§ Supplied records:
════════════════

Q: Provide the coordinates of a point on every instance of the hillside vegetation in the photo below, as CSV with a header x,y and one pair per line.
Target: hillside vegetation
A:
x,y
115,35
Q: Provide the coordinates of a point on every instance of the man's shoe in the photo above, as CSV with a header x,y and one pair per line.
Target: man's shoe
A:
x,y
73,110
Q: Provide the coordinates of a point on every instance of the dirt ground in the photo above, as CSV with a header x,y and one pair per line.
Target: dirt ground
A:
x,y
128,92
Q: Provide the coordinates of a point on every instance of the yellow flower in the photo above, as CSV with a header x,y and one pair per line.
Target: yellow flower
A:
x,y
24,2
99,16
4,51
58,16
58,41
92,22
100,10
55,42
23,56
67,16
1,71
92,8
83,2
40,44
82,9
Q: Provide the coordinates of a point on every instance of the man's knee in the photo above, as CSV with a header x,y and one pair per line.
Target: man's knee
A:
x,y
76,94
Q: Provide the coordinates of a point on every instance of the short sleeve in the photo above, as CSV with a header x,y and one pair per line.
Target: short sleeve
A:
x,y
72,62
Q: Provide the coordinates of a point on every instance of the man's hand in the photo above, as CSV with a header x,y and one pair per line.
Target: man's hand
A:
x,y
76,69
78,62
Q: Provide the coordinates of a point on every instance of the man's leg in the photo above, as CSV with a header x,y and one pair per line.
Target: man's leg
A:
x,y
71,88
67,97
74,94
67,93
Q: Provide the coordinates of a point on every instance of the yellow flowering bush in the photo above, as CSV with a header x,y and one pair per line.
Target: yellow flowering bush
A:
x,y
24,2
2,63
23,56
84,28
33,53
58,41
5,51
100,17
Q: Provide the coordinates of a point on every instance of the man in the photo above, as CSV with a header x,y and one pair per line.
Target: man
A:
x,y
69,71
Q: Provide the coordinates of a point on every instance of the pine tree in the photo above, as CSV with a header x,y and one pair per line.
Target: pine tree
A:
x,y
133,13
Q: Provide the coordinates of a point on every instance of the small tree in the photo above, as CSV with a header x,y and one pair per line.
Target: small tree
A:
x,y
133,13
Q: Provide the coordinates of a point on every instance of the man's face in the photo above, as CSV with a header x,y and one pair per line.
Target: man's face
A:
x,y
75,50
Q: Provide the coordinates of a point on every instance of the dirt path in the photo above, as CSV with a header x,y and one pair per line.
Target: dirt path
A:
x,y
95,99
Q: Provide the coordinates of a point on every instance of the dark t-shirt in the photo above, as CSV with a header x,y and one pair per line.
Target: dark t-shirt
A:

════════════════

§ Task instructions: Could you write out all of the entries precisely as they stand?

§ Exercise solution:
Q: Provide the coordinates of a point on every instance of the hillside vegetation in the photo below, as CSV with a header x,y and one pair per line.
Target: hillside vegetation
A:
x,y
115,35
Q: Provide the coordinates of a point on every instance of the man's shoe in the photo above, as CSV with a header x,y and one pair per line.
Target: man's shoe
A:
x,y
73,110
Q: Provide the coordinates of a point on every instance of the dirt ground in the photo above, as CSV with a header x,y and one pair per line.
Target: dirt ground
A:
x,y
128,92
Q: Provide the coordinates of a point on every instance of the yellow flower in the photo above, as CSV with a header x,y and one pair per line.
Target: yellow flower
A:
x,y
24,2
99,16
4,51
58,16
58,41
92,22
100,10
55,42
23,56
67,16
1,71
92,8
83,2
40,44
82,9
Q: Provide the coordinates of a point on every instance of the man's knee in the photo above, as CSV with a header x,y and one pair per line.
Target: man's knee
A:
x,y
76,94
Q: Provide the coordinates of a point on every instance of the short sleeve in the photo above, as CSV with a header x,y and one pair per line.
Target: short sleeve
A:
x,y
72,62
Q: Provide the coordinates of a point on every instance of the man's hand in the photo above, as CSV with a header x,y and one pair per line.
Target: man's hand
A:
x,y
76,69
78,62
Q: Provide the coordinates of a point on every instance of the man's leg in the photo above, as CSV with a header x,y and one pair per line.
Target: man's leg
A:
x,y
71,88
67,97
74,94
67,93
Q: Provide the coordinates of a point on every instance of the yellow flowering bush in the photo above, as CSV with a header x,y and one pair per line.
Target: yellow flowering bush
A:
x,y
24,2
2,63
23,56
84,28
33,53
58,41
5,51
100,17
Q: Provide the coordinates of a point on every instance of the man in the photo above, as CSV with a header x,y and one pair per line.
Target: man
A:
x,y
69,71
Q: Provide the coordinates of a point on every instance of the pine tree in the photo above, as CSV with a header x,y and one pair per line.
Target: pine tree
A:
x,y
133,13
Q: Provide the coordinates of a point on every instance of the small tree in the photo above, as CSV with a header x,y and one pair per line.
Target: small tree
A:
x,y
133,13
Q: Provide the coordinates of a point on every instance of the man's face in the photo above, as CSV with a header x,y and one pair per line.
Target: man's face
A:
x,y
75,50
Q: Provide the coordinates of a point on every instance of the dirt path in the photo above, as CSV with a header x,y and one pair per line.
Target: dirt path
A:
x,y
95,99
Q: Provide the coordinates of a point on every instance of the dark t-shirt in the photo above, as CSV with a header x,y and one pair per line.
Target: dark t-shirt
A:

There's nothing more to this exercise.